> Exercise instructions
Rewrite the records below with "spot every instance" changed to "find each occurrence" everywhere it occurs, keeping every other word and line the same.

> Dataset records on where objects are located
Start
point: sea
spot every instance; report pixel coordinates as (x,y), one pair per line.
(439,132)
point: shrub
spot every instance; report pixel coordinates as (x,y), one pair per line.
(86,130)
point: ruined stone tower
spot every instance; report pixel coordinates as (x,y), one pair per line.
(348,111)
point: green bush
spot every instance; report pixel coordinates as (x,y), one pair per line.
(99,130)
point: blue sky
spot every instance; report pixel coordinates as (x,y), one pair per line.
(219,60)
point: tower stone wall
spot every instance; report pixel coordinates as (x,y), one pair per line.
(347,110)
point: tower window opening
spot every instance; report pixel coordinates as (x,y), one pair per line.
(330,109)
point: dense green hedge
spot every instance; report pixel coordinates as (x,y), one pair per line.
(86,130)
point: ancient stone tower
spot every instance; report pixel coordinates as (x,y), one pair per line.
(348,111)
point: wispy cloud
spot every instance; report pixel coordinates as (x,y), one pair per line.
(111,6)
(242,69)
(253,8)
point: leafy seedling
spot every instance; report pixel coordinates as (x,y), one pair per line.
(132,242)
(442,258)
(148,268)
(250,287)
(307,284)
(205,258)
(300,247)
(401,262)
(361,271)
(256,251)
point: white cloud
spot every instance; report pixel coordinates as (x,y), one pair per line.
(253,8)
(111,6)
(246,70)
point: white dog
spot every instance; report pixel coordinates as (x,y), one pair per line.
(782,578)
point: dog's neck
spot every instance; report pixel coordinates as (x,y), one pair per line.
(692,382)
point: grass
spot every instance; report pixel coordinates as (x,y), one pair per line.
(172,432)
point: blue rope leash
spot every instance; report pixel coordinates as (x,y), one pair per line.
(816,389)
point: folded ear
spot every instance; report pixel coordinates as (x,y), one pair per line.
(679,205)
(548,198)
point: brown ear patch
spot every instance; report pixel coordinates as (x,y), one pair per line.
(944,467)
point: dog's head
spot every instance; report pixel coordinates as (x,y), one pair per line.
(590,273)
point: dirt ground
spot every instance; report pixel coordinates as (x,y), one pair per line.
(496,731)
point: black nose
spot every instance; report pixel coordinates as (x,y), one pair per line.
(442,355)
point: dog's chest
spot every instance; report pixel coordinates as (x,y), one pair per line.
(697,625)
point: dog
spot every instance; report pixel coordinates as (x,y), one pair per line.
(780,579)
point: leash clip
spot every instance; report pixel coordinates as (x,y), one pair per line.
End
> Written solution
point: sea
find each occurrence; report pixel coordinates as (x,y), one pair per line.
(439,132)
point: shrub
find each occurrence; report pixel coordinates as (x,y), one pair per line.
(86,130)
point: ruined stone tower
find each occurrence; report pixel coordinates as (x,y), one pair per line.
(348,111)
point: green bush
find each occurrence; report pixel coordinates as (x,y), one pair per line.
(99,130)
point: blue sky
find each occurrence; report pixel coordinates as (x,y), one pair per line.
(219,60)
point: tower stone wall
find each occurrence; report pixel coordinates as (x,y), one pair per line.
(347,110)
point: tower window opening
find each occurrence; report pixel coordinates as (x,y), one pair per line.
(330,109)
point: dense green hedge
find each occurrence; report pixel coordinates as (x,y), one pair per line.
(86,130)
point: ancient stone tower
find each occurrence; report pixel coordinates as (x,y), one pair per line.
(348,111)
point: wispy cloud
find each occurrence; report pixel coordinates as (x,y), one pair per line.
(111,6)
(242,69)
(253,8)
point: leafy seedling
find each occurrence; report pixel coordinates as (x,y), one pair per line.
(132,242)
(442,258)
(148,268)
(250,287)
(307,284)
(205,258)
(300,247)
(401,262)
(361,271)
(256,251)
point: white cloud
find each occurrence; report pixel coordinates as (x,y), one pair per line.
(253,8)
(111,6)
(246,70)
point: white dog
find each occurrence; report pixel coordinates as (x,y), one pair per line.
(782,578)
point: dog's neck
find each occurrence; report pixel coordinates as (x,y), one pair per line.
(692,382)
point: grass
find each occurrence; report pixel coordinates as (x,y), one pair per line.
(172,432)
point: blue rope leash
find each occurrence; report pixel coordinates as (x,y), one pair per line.
(816,389)
point: folded ear
find each occurrence; report pixel coordinates as (x,y), one pair per line.
(679,205)
(548,198)
point: brown ear patch
find each occurrence; report pixel coordinates as (x,y), one pair per line.
(944,467)
point: dog's head
find each occurrence; report pixel coordinates as (x,y), one pair per line.
(590,273)
point: dirt ground
find each occurrence; report pixel coordinates as (x,y), one pair per line.
(496,731)
point: black nose
find each occurrence; report pixel coordinates as (x,y), one pair per line.
(442,355)
point: dog's chest
find each occurrence; report pixel coordinates as (x,y), one pair per line.
(697,625)
point: dog
find each occurrence; report pixel coordinates as (x,y), one pair per line.
(780,579)
point: leash clip
find each occurrence; report pixel coordinates as (x,y), one pair per line.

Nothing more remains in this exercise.